## Object detection data
============

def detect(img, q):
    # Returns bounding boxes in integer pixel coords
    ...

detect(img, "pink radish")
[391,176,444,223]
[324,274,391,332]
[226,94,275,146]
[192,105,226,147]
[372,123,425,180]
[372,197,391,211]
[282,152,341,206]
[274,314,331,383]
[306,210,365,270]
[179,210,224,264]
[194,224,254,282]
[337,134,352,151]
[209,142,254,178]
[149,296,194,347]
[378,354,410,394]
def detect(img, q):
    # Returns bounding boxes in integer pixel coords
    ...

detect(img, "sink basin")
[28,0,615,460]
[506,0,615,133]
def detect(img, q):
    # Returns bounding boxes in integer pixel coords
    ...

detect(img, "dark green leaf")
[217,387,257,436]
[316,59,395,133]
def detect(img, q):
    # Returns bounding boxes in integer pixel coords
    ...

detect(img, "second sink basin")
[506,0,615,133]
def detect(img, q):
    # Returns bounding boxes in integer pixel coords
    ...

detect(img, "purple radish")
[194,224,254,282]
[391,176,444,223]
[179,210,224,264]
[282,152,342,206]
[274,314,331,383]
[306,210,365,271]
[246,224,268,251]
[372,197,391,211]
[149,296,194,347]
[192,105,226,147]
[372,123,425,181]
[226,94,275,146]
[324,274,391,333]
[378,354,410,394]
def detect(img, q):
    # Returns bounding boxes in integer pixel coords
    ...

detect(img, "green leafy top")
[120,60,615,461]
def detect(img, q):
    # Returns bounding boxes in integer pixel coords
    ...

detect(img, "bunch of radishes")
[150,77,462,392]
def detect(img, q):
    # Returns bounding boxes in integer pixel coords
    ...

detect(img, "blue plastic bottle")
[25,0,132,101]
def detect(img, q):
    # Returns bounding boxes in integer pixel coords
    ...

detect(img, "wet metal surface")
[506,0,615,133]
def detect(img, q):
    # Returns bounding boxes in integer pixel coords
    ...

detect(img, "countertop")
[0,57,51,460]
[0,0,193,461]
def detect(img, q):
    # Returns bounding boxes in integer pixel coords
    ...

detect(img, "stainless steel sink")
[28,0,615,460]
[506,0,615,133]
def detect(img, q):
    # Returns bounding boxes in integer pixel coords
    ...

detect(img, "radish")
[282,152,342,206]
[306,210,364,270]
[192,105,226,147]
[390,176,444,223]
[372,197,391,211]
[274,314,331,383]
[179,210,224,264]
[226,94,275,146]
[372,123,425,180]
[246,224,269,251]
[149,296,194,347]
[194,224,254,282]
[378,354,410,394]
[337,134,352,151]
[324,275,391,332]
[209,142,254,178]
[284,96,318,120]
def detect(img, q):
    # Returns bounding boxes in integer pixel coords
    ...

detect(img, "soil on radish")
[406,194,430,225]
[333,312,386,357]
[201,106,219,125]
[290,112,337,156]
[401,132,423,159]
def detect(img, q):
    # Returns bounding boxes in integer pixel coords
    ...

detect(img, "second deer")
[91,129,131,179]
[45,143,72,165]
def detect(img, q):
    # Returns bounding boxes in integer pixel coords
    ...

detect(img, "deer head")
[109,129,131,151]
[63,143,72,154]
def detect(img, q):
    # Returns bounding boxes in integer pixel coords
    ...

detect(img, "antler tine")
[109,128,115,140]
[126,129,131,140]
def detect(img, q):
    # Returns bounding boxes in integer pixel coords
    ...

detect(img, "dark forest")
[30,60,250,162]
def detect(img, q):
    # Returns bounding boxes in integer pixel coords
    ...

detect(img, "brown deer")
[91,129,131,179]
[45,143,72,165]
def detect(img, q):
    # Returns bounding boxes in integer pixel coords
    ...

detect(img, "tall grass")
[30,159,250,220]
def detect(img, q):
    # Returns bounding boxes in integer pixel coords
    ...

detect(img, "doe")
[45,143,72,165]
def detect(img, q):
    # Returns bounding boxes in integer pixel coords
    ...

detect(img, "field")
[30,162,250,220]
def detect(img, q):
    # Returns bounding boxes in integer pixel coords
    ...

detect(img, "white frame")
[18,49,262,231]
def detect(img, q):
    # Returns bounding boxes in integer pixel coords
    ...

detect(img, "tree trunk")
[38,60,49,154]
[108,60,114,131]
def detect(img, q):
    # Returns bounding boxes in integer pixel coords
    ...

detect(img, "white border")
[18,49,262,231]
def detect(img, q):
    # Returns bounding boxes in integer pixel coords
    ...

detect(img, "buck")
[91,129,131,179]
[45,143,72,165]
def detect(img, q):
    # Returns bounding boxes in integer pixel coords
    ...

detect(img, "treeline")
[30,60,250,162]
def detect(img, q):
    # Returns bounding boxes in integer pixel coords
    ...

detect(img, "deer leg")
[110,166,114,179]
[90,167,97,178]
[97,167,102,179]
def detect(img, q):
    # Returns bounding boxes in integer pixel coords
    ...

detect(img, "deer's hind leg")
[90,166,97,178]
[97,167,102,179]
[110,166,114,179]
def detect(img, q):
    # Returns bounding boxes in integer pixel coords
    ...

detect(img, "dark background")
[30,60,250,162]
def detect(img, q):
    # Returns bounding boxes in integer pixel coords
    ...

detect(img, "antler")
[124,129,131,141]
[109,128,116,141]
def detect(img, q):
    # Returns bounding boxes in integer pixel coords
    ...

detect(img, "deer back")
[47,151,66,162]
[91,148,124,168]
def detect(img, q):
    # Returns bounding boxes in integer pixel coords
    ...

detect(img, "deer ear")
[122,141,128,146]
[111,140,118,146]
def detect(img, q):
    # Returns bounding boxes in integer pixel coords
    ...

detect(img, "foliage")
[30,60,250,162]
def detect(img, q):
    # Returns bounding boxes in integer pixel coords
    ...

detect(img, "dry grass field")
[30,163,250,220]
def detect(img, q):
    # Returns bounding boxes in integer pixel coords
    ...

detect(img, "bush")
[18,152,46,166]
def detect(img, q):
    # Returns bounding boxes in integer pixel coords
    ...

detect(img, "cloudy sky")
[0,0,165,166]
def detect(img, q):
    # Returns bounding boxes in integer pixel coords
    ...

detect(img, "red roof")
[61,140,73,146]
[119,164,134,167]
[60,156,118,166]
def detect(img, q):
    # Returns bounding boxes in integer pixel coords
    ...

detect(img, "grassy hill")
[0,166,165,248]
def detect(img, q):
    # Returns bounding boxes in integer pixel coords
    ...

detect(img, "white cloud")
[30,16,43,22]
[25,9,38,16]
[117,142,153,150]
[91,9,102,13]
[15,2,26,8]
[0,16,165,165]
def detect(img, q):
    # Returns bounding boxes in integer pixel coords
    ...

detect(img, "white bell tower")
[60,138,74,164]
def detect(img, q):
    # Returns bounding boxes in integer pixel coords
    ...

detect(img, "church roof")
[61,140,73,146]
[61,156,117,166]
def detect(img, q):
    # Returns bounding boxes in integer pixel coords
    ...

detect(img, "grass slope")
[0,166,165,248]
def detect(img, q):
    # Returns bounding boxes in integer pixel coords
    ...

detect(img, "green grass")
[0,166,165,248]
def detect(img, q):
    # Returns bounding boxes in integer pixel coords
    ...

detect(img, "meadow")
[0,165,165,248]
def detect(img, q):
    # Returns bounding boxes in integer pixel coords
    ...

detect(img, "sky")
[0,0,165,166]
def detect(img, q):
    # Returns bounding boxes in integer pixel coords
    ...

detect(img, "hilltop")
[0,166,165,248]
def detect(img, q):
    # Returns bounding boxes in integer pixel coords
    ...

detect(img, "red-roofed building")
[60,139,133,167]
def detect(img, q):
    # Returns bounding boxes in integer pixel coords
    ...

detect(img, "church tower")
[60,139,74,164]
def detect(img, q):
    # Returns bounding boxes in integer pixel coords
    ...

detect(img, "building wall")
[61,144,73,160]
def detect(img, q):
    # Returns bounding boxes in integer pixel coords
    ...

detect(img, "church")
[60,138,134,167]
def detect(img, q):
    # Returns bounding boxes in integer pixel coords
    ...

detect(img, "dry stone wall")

============

## EXERCISE TASK
Copy out the records from their first line up to and including the line with "[120,60,615,461]".

## CORRECT ANSWER
def detect(img, q):
    # Returns bounding boxes in integer pixel coords
    ...

detect(img, "pink radish")
[391,176,444,223]
[324,274,391,332]
[226,94,275,146]
[192,105,226,147]
[372,123,425,180]
[372,197,391,211]
[282,152,341,206]
[274,314,331,383]
[306,210,365,270]
[179,210,224,264]
[194,224,254,282]
[337,134,352,151]
[209,142,254,178]
[149,296,194,347]
[378,354,410,394]
def detect(img, q):
    # Returns bounding boxes in integer pixel coords
    ...

detect(img, "sink basin")
[28,0,615,460]
[506,0,615,133]
def detect(img, q):
    # Returns bounding boxes in integer pixel coords
    ...

detect(img, "dark green leaf")
[217,387,257,436]
[316,59,395,133]
def detect(img, q):
    # Returns bounding boxes in integer pixel coords
    ...

detect(img, "second sink basin")
[506,0,615,133]
def detect(img, q):
    # Returns bounding boxes in integer pixel coords
    ...

detect(img, "purple radish")
[194,224,254,282]
[391,176,444,223]
[179,210,224,264]
[282,152,342,206]
[274,314,331,383]
[306,210,365,271]
[246,224,268,251]
[372,197,391,211]
[149,296,194,347]
[192,105,226,147]
[372,123,425,181]
[226,94,275,146]
[324,274,391,333]
[378,354,410,394]
def detect(img, q):
    # Returns bounding boxes in integer pixel coords
    ...

detect(img, "green leafy top")
[120,60,615,461]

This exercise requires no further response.